***** Página *****
El liceo en tiempos turbulentos. Cristian Bellei
Particularmente los jóvenes de liceos municipales acusan discriminación y estigmatización por parte de sus profesores vinculadas a una visión estereotipada que asocia nivel sociocultural, rendimiento y comportamiento (Muñoz, 2007; González y Rojas, 2009). Así, los jóvenes consideran que no son tratados de forma igualitaria, ya que los docentes tienden a favorecer a los estudiantes de mejor rendimiento, en desmedro de aquellos que han presentado problemas conductuales o académicos (Tijmes, 2012). Adicionalmente, los jóvenes acusan falta de preocupación por las demandas de los estudiantes que han sido tachados de problemáticos (Muñoz, et al., 2014).
En suma, desde la perspectiva de los jóvenes, el espacio escolar estaría marcado por vastos conflictos derivados de la falta de diálogo y entendimiento entre estudiantes y adultos, y la escasa apertura de la institución escolar a las diferentes expresiones juveniles. No obstante, el conflicto dentro de los liceos tendería a ser minimizado o invisibilizado por los adultos, pues, por un lado, los docentes se focalizan en los conflictos entre alumnos y, por otro, es reprimido con restricciones, normativas y disciplina que reflejan indiferencia hacia la postura de los estudiantes. Según Villalta et al. (2007), esto se explica porque los docentes sienten una sobrecarga de tareas. Más aun, en los casos en que el conflicto es asumido, se lo trata sin considerar los problemas de fondo, que tienen relación con las necesidades de los sujetos inmersos en relaciones de poder dentro de un contexto institucional (González y Rojas, 2009).
*****
### [Qué hacer]
a: Copie fielmente el pasaje del texto sobre los liceos que va desde "El liceo en" hasta "et al., 2014).".
b: De acuerdo con el texto sobre los liceos, ¿qué sienten los docentes según Villalta et al. (2007)?
c: Retome el texto sobre los liceos y prosígalo a partir de su última oración.
***** Material proporcionado *****
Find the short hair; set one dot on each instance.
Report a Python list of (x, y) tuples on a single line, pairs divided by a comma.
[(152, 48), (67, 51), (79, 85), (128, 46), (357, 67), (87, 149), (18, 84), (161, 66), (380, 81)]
*****
### [Respuestas por tarea]
a:
El liceo en tiempos turbulentos. Cristian Bellei
Particularmente los jóvenes de liceos municipales acusan discriminación y estigmatización por parte de sus profesores vinculadas a una visión estereotipada que asocia nivel sociocultural, rendimiento y comportamiento (Muñoz, 2007; González y Rojas, 2009). Así, los jóvenes consideran que no son tratados de forma igualitaria, ya que los docentes tienden a favorecer a los estudiantes de mejor rendimiento, en desmedro de aquellos que han presentado problemas conductuales o académicos (Tijmes, 2012). Adicionalmente, los jóvenes acusan falta de preocupación por las demandas de los estudiantes que han sido tachados de problemáticos (Muñoz, et al., 2014).

b: Sienten una sobrecarga de tareas.

c:
Finalmente, la evidencia muestra la relevancia de la violencia en los liceos. Según Berger et al. (2011), la violencia escolar es dinámica e involucra a todos los actores del establecimiento; así, los comportamientos agresivos no se circunscriben al grupo juvenil, también se observan entre adultos y estudiantes (Ramos y Redondo, 2004; Tijmes, 2012), aunque ésta es menos común. Entre pares, lo más frecuente es el ataque verbal: burlarse, molestar y hacer bromas (Ramos y Redondo, 2004; Tijmes, 2012; Villalta et al., 2012); en tanto, desde los adultos a los jóvenes las agresiones más comunes serían la imposición de autoridad, gritos y ridiculización (Ramos y Redondo, 2004). En términos de distribución, la violencia sería mayor en los cursos menores (Contador, 2001; García y Madriaza, 2005; Muñoz, 2007; Tijmes, 2012), en los liceos municipales (Guerra et al., 2012; Tijmes, 2012) y entre los hombres (Guerra et al., 2012), aunque entre las mujeres habría mayor violencia verbal, rechazos y amenazas (Berger et al., 2011). Según los jóvenes, los adultos naturalizan la violencia y el uso de medios coercitivos, punitivos y agresivos como manera de disciplinar y poner límites (Muñoz, 2007; Berger et al., 2011), y ante situaciones de agresión entre pares, muestran desinterés, no intervienen o lo hacen de forma pasiva (Villalta et al., 2007; Muñoz et al., 2007).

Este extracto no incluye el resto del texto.